» **Selected passage**:
Segment Open
How Canopy Growth became the Jolly Green Giant of cannabis
[Photo: Sam Kaplan]

If you were hoping for a rager, you were on the wrong private jet. A tropical storm had delayed the flight from Ottawa to Newfoundland by eight hours, and the mood on board Canopy Growth CEO Bruce Linton’s chartered Embraer Legacy 450 on the evening of October 16 was celebratory but cautious. At midnight that night, Canada would become the first G20 nation (and the second country in the world, after Uruguay) to legalize marijuana for adult recreational use. Linton, who had arguably more of the stuff to sell than anyone on the planet, was racing to get to his company’s flagship Tweed store in St. John’s, in the Newfoundland time zone, where clocks are somewhat inconceivably set a half hour ahead of the next easternmost time zone. If the plane’s all-too-apt ETA of 10:17 p.m. local held, he had a chance to make what would be Canada’s very first “rec” sale.


Since obtaining one of Canada’s earliest licenses for commercial cultivation of medical marijuana about five years ago, Linton had built a global weed empire. His publicly held company employed more than 2,000 people and had more than 4 million square feet of marijuana under cultivation, an 80,000-square-foot warehouse stocked to the rafters with inventory, and $78 million (U.S.) in fiscal 2018 revenue. On October 16, its market cap had soared to $11 billion, and it had billions of dollars in new funding from the Constellation Group (owner of Corona beer).

Leading the biggest company in Canada’s hottest new business sector since beaver skins had made Linton one of the most famous CEOs in the country. But these next 24 hours would offer him something new: a shot at cementing his top-dog status with investors (who had driven up Canopy’s stock price by nearly 100% between July and mid-October) and attracting millions of new customers who could become brand devotees. Linton, wearing a black hoodie and jeans, disheveled hair falling over the tops of his ears, sipped a beer while thumb-typing on his BlackBerry and making jokes with an in-house filmmaker and a couple of reporters along for the ride. The world’s biggest marijuana kingpin looked more like a middle-aged sports fan on his way to a hockey playoff game.
Segment Closed
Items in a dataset
Segment Open
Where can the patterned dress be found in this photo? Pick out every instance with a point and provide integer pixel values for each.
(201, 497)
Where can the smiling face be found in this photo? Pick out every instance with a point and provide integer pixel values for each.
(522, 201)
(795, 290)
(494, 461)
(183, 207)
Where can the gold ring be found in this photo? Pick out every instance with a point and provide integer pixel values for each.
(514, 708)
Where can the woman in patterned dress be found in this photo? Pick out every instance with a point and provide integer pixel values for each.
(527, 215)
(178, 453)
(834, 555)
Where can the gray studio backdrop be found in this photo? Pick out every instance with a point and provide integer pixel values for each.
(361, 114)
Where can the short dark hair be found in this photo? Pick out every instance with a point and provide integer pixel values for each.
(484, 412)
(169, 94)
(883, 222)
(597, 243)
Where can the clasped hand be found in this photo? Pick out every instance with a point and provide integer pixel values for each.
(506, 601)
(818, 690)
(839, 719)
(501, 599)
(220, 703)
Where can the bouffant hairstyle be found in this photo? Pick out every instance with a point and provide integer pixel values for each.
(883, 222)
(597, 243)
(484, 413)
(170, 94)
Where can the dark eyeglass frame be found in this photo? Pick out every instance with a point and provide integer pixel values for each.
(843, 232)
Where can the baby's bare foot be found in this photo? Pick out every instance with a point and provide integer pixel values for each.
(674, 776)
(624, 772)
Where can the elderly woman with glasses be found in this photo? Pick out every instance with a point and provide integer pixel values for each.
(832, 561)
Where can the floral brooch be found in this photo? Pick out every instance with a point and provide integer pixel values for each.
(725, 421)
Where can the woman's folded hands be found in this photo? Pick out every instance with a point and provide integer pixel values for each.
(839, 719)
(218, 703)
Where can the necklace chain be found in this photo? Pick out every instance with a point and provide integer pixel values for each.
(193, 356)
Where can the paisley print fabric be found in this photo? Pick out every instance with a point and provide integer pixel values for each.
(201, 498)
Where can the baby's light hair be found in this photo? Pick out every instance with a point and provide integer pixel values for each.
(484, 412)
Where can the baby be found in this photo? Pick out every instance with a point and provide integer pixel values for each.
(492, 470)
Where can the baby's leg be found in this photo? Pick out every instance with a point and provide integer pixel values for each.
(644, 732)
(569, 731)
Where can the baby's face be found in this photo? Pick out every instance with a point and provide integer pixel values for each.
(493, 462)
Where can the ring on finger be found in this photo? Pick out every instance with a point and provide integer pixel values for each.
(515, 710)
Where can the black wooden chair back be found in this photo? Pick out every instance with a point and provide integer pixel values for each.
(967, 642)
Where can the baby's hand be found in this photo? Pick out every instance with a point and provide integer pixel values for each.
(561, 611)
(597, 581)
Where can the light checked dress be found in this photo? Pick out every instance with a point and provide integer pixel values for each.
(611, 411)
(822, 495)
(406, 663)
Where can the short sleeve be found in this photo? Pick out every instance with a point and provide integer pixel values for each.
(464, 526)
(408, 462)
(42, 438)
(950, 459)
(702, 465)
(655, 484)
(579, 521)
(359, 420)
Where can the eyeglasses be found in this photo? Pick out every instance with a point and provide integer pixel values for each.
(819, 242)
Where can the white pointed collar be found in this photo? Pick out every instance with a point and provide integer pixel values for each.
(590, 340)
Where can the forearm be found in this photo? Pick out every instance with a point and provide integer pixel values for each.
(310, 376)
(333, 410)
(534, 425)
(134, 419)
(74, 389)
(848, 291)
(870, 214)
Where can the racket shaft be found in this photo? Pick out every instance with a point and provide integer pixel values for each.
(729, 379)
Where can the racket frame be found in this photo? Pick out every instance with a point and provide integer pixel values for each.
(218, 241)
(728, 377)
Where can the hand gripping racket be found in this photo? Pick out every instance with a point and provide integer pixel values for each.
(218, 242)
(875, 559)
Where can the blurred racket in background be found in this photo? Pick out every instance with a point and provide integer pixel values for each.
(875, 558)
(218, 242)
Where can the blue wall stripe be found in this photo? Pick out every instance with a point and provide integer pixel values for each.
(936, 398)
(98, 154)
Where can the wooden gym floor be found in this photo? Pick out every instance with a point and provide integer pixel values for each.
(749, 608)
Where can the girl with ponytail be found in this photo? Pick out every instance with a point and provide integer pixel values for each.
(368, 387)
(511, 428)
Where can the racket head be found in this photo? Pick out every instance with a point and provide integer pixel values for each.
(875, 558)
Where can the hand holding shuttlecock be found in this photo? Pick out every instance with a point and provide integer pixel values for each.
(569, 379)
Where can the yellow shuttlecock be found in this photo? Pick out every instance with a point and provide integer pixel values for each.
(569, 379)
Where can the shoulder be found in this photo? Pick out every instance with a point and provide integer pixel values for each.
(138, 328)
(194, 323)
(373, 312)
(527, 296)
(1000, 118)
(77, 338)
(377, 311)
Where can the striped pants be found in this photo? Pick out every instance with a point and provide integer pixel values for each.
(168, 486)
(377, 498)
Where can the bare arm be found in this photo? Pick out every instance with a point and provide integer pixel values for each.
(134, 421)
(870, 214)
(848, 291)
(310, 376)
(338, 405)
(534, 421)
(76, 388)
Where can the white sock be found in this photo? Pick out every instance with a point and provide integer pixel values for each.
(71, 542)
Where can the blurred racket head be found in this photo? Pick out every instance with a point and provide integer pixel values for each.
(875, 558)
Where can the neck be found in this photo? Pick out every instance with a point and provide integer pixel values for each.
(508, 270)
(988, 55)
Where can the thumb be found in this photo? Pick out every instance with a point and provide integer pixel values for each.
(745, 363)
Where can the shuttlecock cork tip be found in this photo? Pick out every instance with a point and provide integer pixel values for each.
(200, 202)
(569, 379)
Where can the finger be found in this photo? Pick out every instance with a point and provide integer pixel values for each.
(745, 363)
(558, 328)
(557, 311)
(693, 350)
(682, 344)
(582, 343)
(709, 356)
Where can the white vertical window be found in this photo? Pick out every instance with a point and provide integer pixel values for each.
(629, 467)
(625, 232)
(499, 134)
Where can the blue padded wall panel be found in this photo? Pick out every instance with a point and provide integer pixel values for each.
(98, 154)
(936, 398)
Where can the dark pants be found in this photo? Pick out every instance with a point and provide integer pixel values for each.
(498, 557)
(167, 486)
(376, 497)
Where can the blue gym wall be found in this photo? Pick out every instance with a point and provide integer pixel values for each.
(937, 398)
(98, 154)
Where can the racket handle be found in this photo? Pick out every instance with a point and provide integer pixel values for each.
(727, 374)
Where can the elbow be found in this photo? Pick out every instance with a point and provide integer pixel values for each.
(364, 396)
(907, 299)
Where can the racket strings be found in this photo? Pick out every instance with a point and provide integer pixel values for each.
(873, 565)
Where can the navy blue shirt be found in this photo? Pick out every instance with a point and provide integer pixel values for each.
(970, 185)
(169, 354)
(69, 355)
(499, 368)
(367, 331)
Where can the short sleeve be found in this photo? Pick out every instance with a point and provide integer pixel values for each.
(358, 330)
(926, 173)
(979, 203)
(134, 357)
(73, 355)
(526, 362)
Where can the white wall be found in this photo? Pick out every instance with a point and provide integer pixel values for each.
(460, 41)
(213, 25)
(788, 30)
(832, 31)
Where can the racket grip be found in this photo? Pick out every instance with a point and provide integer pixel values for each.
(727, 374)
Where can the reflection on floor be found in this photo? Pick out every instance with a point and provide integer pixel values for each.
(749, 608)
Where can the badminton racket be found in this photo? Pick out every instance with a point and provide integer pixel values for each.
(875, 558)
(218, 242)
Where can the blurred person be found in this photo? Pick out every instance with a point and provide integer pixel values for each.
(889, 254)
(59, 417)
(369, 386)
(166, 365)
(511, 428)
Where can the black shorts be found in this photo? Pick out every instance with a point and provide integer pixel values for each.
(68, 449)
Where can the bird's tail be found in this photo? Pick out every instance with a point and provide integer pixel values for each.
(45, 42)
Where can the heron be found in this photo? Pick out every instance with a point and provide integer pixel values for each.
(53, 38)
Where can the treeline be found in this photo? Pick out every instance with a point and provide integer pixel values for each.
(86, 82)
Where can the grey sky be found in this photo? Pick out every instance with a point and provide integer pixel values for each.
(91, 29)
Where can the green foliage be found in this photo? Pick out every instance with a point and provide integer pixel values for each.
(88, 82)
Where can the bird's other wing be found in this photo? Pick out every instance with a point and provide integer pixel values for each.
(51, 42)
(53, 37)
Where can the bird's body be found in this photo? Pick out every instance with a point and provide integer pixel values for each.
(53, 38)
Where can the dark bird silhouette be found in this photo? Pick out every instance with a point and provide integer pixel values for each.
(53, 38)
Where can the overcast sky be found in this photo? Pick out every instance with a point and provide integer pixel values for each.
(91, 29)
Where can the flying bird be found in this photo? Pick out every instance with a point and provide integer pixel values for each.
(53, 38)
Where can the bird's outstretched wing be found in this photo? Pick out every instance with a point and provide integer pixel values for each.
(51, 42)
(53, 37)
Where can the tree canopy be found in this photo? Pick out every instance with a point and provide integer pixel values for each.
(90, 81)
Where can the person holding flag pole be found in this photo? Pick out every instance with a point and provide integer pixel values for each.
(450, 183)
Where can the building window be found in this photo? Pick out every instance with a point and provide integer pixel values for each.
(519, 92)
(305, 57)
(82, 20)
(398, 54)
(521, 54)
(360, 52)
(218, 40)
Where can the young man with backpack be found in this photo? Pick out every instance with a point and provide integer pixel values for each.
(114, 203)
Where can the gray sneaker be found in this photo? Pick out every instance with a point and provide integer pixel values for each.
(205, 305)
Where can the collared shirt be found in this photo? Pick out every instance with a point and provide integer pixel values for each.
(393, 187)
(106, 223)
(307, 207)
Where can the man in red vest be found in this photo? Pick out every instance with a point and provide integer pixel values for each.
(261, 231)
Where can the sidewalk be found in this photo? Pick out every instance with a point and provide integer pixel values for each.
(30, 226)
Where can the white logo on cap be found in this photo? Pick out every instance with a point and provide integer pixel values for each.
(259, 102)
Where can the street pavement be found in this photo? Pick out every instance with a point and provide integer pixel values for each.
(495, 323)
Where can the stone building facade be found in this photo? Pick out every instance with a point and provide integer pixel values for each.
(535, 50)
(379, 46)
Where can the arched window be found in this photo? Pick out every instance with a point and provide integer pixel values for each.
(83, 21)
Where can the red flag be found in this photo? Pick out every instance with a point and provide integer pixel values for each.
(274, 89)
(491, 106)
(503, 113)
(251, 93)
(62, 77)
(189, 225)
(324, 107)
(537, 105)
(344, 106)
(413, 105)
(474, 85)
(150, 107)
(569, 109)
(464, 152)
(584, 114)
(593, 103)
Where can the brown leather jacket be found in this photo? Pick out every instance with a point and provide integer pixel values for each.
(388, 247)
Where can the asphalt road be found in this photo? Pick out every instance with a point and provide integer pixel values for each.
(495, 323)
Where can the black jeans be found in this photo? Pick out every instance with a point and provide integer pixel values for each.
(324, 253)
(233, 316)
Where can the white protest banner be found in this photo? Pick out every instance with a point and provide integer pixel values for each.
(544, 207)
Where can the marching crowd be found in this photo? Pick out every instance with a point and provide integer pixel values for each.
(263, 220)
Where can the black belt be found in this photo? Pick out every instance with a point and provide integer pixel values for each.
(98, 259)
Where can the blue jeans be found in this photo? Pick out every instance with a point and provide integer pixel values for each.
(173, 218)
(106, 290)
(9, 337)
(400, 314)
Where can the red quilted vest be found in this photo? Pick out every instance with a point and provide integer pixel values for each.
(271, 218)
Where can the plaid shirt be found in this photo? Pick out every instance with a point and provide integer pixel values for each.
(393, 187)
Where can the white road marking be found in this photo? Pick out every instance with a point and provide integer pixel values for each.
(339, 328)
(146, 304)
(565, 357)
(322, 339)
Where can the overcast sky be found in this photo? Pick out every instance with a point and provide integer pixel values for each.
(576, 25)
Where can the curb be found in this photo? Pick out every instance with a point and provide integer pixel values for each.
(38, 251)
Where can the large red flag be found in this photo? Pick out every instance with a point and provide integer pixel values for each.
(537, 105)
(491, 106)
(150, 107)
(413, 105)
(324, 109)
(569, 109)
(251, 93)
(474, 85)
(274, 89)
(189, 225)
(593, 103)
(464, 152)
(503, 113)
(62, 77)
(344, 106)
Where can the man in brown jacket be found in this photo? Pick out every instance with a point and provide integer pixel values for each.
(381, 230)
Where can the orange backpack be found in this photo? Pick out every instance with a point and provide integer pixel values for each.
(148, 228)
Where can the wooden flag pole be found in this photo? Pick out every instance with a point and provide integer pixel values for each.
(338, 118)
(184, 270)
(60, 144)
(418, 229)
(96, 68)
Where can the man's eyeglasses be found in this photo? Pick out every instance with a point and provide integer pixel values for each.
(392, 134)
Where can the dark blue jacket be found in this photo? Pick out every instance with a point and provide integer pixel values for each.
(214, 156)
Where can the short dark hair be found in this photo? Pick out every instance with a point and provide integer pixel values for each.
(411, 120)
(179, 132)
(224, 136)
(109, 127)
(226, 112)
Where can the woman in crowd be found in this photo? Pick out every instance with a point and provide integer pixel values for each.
Segment Closed
» **What you have to do**:
Extract the entire Canopy Growth passage word for word. None of the lines are needed here.

» **Answer space**:
How Canopy Growth became the Jolly Green Giant of cannabis
[Photo: Sam Kaplan]

If you were hoping for a rager, you were on the wrong private jet. A tropical storm had delayed the flight from Ottawa to Newfoundland by eight hours, and the mood on board Canopy Growth CEO Bruce Linton’s chartered Embraer Legacy 450 on the evening of October 16 was celebratory but cautious. At midnight that night, Canada would become the first G20 nation (and the second country in the world, after Uruguay) to legalize marijuana for adult recreational use. Linton, who had arguably more of the stuff to sell than anyone on the planet, was racing to get to his company’s flagship Tweed store in St. John’s, in the Newfoundland time zone, where clocks are somewhat inconceivably set a half hour ahead of the next easternmost time zone. If the plane’s all-too-apt ETA of 10:17 p.m. local held, he had a chance to make what would be Canada’s very first “rec” sale.


Since obtaining one of Canada’s earliest licenses for commercial cultivation of medical marijuana about five years ago, Linton had built a global weed empire. His publicly held company employed more than 2,000 people and had more than 4 million square feet of marijuana under cultivation, an 80,000-square-foot warehouse stocked to the rafters with inventory, and $78 million (U.S.) in fiscal 2018 revenue. On October 16, its market cap had soared to $11 billion, and it had billions of dollars in new funding from the Constellation Group (owner of Corona beer).

Leading the biggest company in Canada’s hottest new business sector since beaver skins had made Linton one of the most famous CEOs in the country. But these next 24 hours would offer him something new: a shot at cementing his top-dog status with investors (who had driven up Canopy’s stock price by nearly 100% between July and mid-October) and attracting millions of new customers who could become brand devotees. Linton, wearing a black hoodie and jeans, disheveled hair falling over the tops of his ears, sipped a beer while thumb-typing on his BlackBerry and making jokes with an in-house filmmaker and a couple of reporters along for the ride. The world’s biggest marijuana kingpin looked more like a middle-aged sports fan on his way to a hockey playoff game.